**Written exercise**
Rewrite the lines from the first one through the line containing "[526,341,614,462]", putting "Function" in place of "Method" and changing nothing else. Omit the pictures from your answer.

**Working data**

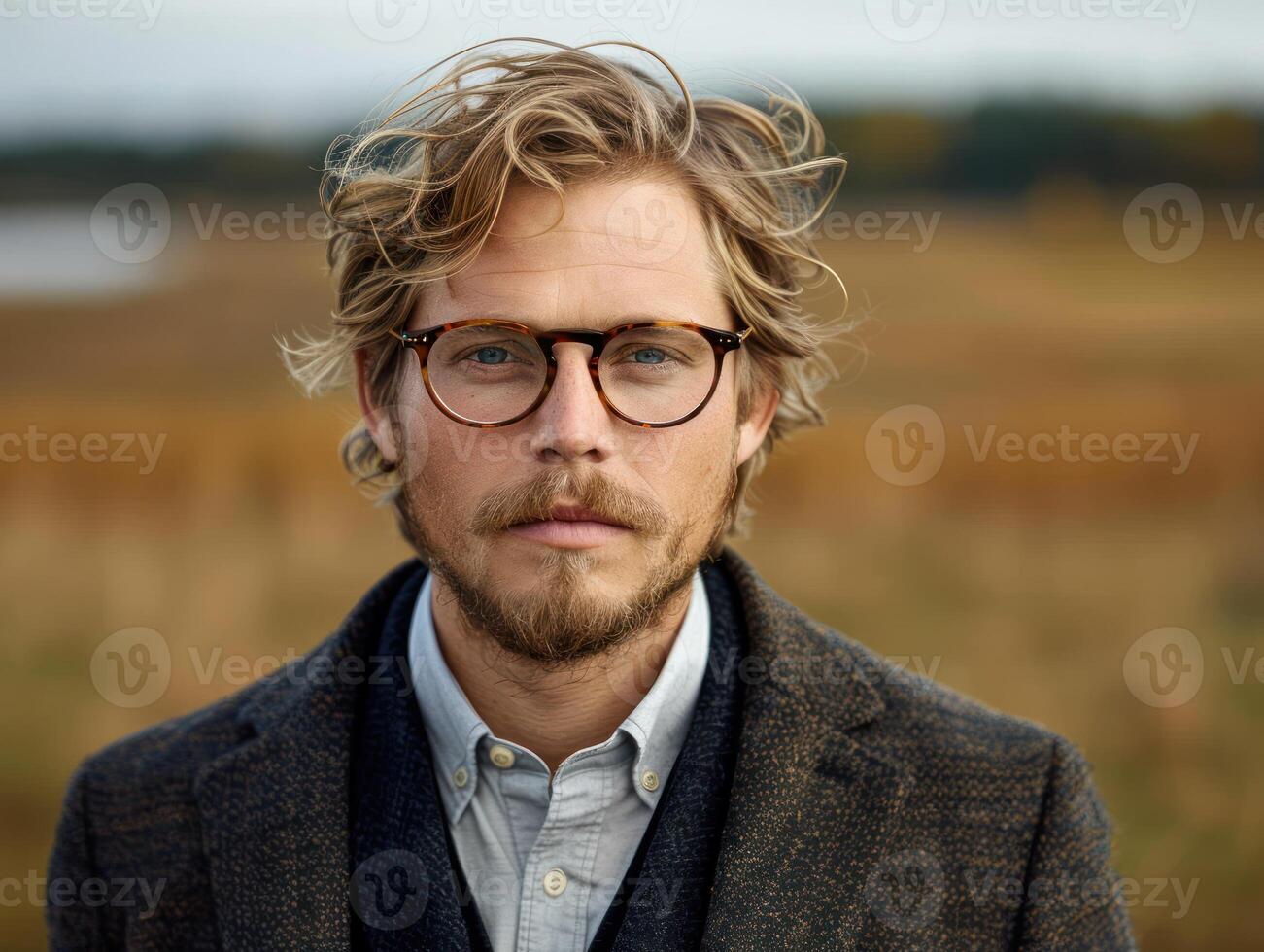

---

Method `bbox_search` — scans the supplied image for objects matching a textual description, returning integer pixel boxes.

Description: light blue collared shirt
[408,573,710,952]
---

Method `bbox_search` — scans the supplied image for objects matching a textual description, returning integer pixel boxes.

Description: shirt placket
[517,758,609,952]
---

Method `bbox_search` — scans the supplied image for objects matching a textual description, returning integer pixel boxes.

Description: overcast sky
[0,0,1264,140]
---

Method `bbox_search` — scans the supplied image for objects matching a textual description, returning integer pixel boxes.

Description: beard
[397,466,736,670]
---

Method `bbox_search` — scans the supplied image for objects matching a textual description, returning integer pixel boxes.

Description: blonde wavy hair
[281,38,847,533]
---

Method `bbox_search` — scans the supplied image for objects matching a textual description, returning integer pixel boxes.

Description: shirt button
[488,743,513,770]
[545,867,566,897]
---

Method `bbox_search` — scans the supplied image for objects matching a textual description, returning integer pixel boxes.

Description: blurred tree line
[0,100,1264,205]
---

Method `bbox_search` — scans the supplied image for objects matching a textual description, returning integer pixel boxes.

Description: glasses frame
[390,318,755,429]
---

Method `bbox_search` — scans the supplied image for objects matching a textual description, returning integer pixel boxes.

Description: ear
[356,348,399,465]
[736,386,781,465]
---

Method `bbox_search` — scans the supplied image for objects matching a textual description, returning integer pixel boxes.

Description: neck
[431,575,693,771]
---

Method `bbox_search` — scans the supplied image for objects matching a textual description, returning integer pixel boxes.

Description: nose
[526,341,614,462]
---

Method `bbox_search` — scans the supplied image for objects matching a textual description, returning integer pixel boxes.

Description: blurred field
[0,188,1264,949]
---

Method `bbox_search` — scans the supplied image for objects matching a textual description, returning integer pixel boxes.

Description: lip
[505,504,632,549]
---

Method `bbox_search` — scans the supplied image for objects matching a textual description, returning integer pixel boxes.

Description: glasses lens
[598,327,715,424]
[426,324,547,424]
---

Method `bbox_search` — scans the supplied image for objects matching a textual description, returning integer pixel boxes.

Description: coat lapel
[704,550,911,949]
[193,561,419,949]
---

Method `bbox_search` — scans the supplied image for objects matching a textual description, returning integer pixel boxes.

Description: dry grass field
[0,188,1264,949]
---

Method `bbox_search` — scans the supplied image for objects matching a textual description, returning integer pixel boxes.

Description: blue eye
[470,347,509,364]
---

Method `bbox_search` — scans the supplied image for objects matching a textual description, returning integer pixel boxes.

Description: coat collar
[184,548,911,949]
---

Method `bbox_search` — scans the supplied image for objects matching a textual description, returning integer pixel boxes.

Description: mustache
[471,469,671,537]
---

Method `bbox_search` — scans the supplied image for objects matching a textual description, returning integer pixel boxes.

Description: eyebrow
[425,310,702,334]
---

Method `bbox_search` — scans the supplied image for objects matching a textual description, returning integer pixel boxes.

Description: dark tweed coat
[48,549,1133,952]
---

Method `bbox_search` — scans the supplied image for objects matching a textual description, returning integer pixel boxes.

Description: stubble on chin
[389,459,735,671]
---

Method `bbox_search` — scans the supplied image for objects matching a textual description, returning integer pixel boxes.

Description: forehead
[413,179,731,328]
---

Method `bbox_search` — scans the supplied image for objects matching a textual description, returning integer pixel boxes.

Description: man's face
[361,179,776,662]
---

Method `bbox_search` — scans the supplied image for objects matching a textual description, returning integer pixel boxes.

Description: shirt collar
[408,571,710,823]
[408,571,491,823]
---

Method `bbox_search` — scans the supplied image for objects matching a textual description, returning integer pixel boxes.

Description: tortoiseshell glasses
[391,318,751,428]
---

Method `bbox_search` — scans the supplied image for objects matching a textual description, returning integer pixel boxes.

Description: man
[50,45,1131,952]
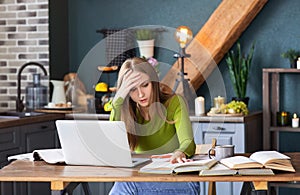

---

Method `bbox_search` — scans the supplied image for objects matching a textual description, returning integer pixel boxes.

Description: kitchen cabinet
[0,120,59,195]
[191,112,262,195]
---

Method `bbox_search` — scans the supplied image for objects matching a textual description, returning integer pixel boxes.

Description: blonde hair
[117,57,174,150]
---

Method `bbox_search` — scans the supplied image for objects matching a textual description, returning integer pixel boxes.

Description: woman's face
[129,72,152,107]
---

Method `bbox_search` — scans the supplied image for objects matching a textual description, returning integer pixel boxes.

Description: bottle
[297,57,300,69]
[25,74,48,111]
[292,113,299,128]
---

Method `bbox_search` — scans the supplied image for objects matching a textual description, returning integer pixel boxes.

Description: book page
[7,153,34,161]
[250,151,290,165]
[33,149,65,164]
[238,168,275,175]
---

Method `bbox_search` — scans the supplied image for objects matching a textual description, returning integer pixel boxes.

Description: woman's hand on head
[170,150,192,163]
[115,69,141,99]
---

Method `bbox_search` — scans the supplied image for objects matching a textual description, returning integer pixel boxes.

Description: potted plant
[135,28,154,59]
[226,42,255,105]
[281,49,300,68]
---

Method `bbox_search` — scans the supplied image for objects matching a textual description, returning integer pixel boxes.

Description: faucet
[16,62,47,112]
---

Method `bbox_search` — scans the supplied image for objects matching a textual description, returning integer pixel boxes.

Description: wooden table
[0,153,300,194]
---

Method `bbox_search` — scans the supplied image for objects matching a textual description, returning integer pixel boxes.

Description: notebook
[56,120,149,167]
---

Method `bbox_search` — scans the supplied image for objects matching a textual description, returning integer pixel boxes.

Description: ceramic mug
[208,145,234,160]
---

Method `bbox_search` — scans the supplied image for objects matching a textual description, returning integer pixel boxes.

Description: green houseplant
[281,49,300,68]
[135,28,155,59]
[226,42,255,104]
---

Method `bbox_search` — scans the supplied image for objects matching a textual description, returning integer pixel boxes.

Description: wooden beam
[162,0,268,92]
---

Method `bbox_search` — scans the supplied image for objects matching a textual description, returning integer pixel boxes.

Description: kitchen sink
[0,111,44,118]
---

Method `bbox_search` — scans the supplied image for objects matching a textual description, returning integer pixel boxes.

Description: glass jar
[26,74,48,111]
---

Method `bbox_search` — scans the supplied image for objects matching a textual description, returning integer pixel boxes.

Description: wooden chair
[195,138,217,195]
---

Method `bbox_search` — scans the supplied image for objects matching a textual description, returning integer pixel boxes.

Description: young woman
[110,58,200,195]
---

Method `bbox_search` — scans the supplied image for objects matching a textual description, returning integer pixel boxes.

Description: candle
[292,113,299,128]
[195,96,205,116]
[214,96,225,108]
[277,112,290,126]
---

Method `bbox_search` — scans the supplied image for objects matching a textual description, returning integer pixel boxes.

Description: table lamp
[173,26,195,113]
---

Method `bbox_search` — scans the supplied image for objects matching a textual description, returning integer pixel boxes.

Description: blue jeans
[109,182,200,195]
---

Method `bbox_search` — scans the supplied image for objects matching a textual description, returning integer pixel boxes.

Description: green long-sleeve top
[110,96,195,157]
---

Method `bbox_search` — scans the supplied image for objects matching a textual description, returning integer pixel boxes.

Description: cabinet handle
[212,126,225,131]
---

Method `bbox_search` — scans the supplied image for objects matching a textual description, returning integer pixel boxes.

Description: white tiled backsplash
[0,0,49,110]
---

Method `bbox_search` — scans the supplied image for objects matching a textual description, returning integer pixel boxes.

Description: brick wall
[0,0,49,110]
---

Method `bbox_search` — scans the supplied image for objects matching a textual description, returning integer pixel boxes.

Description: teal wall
[69,0,300,112]
[55,0,300,194]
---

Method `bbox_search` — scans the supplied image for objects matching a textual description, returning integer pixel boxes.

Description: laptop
[56,120,149,167]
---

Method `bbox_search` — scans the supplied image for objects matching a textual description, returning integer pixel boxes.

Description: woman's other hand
[170,150,192,163]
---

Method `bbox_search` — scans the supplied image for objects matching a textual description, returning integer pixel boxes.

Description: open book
[7,149,65,164]
[199,163,274,176]
[139,159,217,174]
[220,151,295,172]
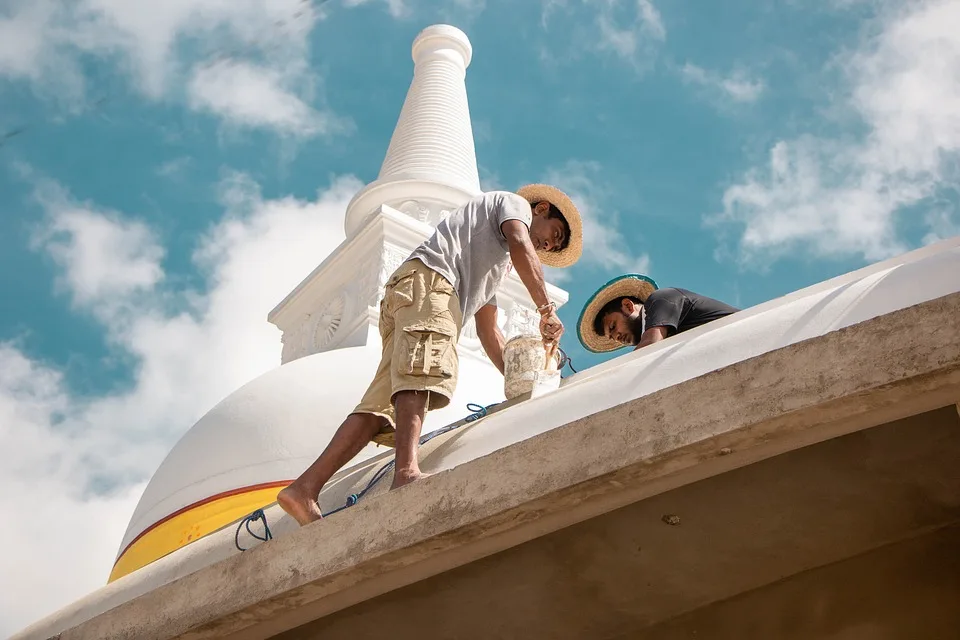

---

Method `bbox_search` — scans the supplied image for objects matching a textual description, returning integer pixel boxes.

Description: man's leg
[277,416,382,526]
[390,391,430,489]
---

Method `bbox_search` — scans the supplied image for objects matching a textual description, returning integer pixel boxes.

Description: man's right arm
[500,220,563,340]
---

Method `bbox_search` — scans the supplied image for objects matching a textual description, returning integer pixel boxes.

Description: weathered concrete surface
[278,406,960,640]
[54,294,960,640]
[636,527,960,640]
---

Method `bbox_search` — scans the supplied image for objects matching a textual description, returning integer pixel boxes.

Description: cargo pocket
[397,326,457,379]
[383,273,416,316]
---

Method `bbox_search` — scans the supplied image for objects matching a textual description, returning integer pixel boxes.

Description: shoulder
[643,287,686,305]
[478,190,530,209]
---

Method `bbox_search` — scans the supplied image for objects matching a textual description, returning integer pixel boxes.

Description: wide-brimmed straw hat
[517,184,583,268]
[577,273,657,353]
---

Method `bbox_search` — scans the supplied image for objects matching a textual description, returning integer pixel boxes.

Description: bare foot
[277,483,323,527]
[390,471,433,490]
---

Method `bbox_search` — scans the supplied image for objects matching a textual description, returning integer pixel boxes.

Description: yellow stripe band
[107,480,290,583]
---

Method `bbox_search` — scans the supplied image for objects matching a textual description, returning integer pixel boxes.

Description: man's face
[603,299,642,347]
[530,202,567,251]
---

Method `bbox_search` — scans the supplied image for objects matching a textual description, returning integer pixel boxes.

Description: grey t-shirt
[410,191,533,322]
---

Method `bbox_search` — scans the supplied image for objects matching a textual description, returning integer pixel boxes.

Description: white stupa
[110,25,567,582]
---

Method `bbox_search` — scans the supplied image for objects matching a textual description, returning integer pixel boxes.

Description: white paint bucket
[503,334,560,400]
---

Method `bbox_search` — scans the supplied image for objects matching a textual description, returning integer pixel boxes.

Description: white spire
[345,24,480,236]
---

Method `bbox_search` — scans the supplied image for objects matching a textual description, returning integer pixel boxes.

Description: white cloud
[540,0,667,72]
[0,0,344,135]
[343,0,409,18]
[712,0,960,261]
[156,156,193,178]
[544,160,650,282]
[680,63,763,102]
[187,62,345,136]
[34,182,164,315]
[0,174,360,637]
[343,0,487,20]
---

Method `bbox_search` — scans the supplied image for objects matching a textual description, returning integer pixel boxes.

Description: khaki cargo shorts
[353,260,463,447]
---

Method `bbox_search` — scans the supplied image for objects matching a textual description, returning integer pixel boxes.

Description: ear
[533,200,550,218]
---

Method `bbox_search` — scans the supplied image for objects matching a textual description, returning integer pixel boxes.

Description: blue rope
[233,402,497,551]
[233,509,273,551]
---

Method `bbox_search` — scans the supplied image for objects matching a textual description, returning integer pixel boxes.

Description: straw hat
[577,273,657,353]
[517,184,583,267]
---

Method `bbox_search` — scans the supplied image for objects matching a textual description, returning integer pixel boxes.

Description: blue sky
[0,0,960,631]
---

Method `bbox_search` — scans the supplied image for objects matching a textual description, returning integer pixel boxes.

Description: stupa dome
[110,345,503,580]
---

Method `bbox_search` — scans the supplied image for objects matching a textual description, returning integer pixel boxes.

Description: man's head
[530,200,570,253]
[517,184,583,267]
[577,273,657,353]
[593,296,643,347]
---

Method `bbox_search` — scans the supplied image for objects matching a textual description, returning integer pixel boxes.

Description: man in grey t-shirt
[277,184,583,525]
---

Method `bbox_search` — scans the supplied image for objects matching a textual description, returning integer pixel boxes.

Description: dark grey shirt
[410,191,533,322]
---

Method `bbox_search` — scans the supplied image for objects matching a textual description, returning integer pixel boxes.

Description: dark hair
[593,296,643,336]
[533,202,570,251]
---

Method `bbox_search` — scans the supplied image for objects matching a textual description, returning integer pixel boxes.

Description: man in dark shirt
[577,274,739,353]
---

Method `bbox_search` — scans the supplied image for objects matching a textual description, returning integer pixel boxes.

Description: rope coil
[233,509,273,551]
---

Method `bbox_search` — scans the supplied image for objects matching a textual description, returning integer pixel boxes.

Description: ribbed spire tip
[412,24,473,68]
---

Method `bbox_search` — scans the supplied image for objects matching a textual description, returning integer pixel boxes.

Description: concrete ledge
[60,294,960,640]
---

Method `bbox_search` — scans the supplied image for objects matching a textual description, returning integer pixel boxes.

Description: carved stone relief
[396,200,453,227]
[308,294,346,353]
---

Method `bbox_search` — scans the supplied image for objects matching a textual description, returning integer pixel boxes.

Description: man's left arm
[634,288,689,351]
[633,327,667,351]
[474,304,503,373]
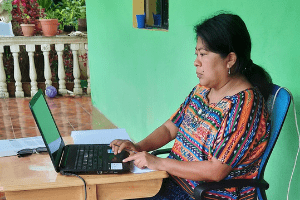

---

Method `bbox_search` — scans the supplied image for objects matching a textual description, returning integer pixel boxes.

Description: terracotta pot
[21,24,35,37]
[78,19,87,31]
[40,19,59,37]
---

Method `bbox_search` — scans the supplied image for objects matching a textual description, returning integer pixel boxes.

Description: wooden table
[0,137,168,200]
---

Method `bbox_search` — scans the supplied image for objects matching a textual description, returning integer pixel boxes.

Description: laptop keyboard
[75,145,103,170]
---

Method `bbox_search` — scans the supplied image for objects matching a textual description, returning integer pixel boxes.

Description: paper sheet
[0,136,46,157]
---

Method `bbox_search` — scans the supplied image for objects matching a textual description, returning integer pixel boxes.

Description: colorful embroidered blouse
[169,85,269,199]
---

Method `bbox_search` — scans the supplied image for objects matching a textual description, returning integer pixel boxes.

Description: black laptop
[29,89,130,174]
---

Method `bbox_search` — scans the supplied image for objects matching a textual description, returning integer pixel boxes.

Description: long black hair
[194,13,272,99]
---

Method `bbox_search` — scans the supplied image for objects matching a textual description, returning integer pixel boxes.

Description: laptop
[29,89,130,174]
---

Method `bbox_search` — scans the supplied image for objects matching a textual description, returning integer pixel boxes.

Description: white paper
[0,136,45,157]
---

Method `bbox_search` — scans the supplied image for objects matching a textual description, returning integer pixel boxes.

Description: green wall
[87,0,300,200]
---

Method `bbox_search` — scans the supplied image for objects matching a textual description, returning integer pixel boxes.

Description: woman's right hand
[109,139,138,155]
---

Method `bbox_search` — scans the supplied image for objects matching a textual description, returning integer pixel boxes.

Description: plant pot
[78,19,87,31]
[40,19,59,37]
[64,25,75,33]
[21,24,35,37]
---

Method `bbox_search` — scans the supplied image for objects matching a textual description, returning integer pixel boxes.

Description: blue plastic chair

**Solved exercise**
---

Function `bbox_search` — scans the supplied image for objects matching a textual description, returning integer pixel boxes.

Description: light blue collared shirt
[408,573,710,952]
---

Function `bbox_search` — scans the supplied image for objects matching a textual description, returning integer pixel boxes.

Description: shirt placket
[517,758,609,952]
---

Function `bbox_search` — scans the supplied image for objects matching a textual description, returning integer pixel boxes.

Description: overcast sky
[0,0,1264,140]
---

Function `bbox_search` — scans the supplied image for objects matching a textual description, returning integer pixel boxes.

Description: beard
[397,466,736,670]
---

Function `bbox_search` — scans the supplied image for objects matching a textual description, returning integer pixel boxes.

Description: blonde wavy hair
[281,38,847,533]
---

Function `bbox_search` — scans the supplied image for objects matching a textual description, returning integer pixel boxes.

Description: shirt button
[488,743,513,770]
[545,867,566,897]
---

Function `bbox_search` — scans the supplied image for objects matching a textual description, returning integer pixel boxes.

Description: blurred tree line
[0,100,1264,205]
---

Function `bbox_search` — scans the supplied image for objects matching a textual description, returning integer pixel boxes.

Description: glasses frame
[390,318,755,429]
---

Function `bbox_search` — scans the supplied image for objects matching a textual description, returning integer pixel boxes.

Description: ear
[356,348,399,465]
[736,386,781,465]
---

Function `bbox_search` — scans the supplied image for objects matching a textual description, returning integer pixel boxes.

Description: neck
[431,575,693,771]
---

Function `bbox_search` — scans the supplied image for objects matching a textual description, returning integer pixel boxes.

Description: nose
[526,341,614,462]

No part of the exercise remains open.